• _Written exercise_:
Exactly reproduce the line that contains "of the sandy" and all lines after it in the entries below, through the very last line.

— Begin Provided entries —

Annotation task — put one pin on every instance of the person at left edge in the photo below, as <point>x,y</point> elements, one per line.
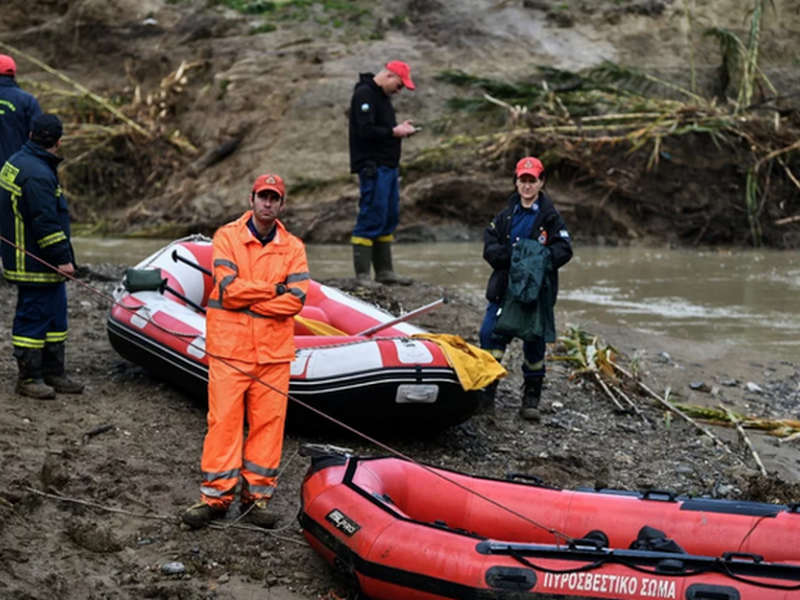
<point>260,283</point>
<point>37,255</point>
<point>18,109</point>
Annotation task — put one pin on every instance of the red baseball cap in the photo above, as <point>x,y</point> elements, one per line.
<point>269,182</point>
<point>403,71</point>
<point>7,65</point>
<point>529,166</point>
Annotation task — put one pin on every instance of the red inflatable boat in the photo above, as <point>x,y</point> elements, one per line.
<point>398,530</point>
<point>389,380</point>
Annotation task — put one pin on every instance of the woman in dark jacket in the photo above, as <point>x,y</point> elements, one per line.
<point>529,215</point>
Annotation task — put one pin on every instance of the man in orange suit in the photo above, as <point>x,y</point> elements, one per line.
<point>260,283</point>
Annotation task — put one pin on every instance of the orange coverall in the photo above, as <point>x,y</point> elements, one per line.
<point>251,327</point>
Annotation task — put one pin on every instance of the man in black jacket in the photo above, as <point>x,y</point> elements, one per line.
<point>37,255</point>
<point>375,140</point>
<point>529,215</point>
<point>18,109</point>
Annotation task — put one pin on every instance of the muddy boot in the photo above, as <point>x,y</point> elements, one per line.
<point>384,272</point>
<point>362,262</point>
<point>530,398</point>
<point>54,373</point>
<point>31,382</point>
<point>486,403</point>
<point>258,514</point>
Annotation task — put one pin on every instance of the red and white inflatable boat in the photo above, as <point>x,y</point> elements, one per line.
<point>398,530</point>
<point>389,380</point>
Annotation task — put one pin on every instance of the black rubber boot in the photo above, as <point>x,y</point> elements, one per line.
<point>382,260</point>
<point>362,263</point>
<point>54,371</point>
<point>486,404</point>
<point>530,398</point>
<point>31,382</point>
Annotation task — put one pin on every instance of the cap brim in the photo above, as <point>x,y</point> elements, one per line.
<point>272,188</point>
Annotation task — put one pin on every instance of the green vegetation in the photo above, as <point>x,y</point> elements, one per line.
<point>263,28</point>
<point>618,107</point>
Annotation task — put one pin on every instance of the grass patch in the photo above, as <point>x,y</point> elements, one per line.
<point>263,28</point>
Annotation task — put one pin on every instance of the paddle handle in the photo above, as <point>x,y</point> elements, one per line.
<point>409,315</point>
<point>178,258</point>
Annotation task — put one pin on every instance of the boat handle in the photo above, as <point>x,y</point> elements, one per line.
<point>534,479</point>
<point>661,495</point>
<point>756,558</point>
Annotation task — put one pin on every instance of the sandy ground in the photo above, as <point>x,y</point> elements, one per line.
<point>96,516</point>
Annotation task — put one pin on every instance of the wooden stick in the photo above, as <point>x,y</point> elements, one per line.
<point>787,220</point>
<point>790,438</point>
<point>678,412</point>
<point>746,439</point>
<point>99,99</point>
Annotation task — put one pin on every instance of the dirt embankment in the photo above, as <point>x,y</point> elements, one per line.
<point>267,91</point>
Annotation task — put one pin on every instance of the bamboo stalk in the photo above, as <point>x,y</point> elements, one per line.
<point>99,99</point>
<point>678,412</point>
<point>746,439</point>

— End Provided entries —

• _Answer to this task_:
Annotation task — put one pin on every instance of the sandy ground in the photo above, as <point>x,y</point> elements, one per line.
<point>96,516</point>
Annotation task — put one pin on every instance of the wooden stick in the photo above, as <point>x,y</point> elements, one per line.
<point>787,220</point>
<point>790,438</point>
<point>678,412</point>
<point>746,439</point>
<point>99,99</point>
Annotation task — put one pin on every instance of the dirt embankment in the photo above, as <point>x,y</point> elements, one per line.
<point>267,91</point>
Annotation task — put one pin on every instance of the bamboo stalk in the photo above, as <point>x,y</point> elements, one per line.
<point>99,99</point>
<point>678,412</point>
<point>746,439</point>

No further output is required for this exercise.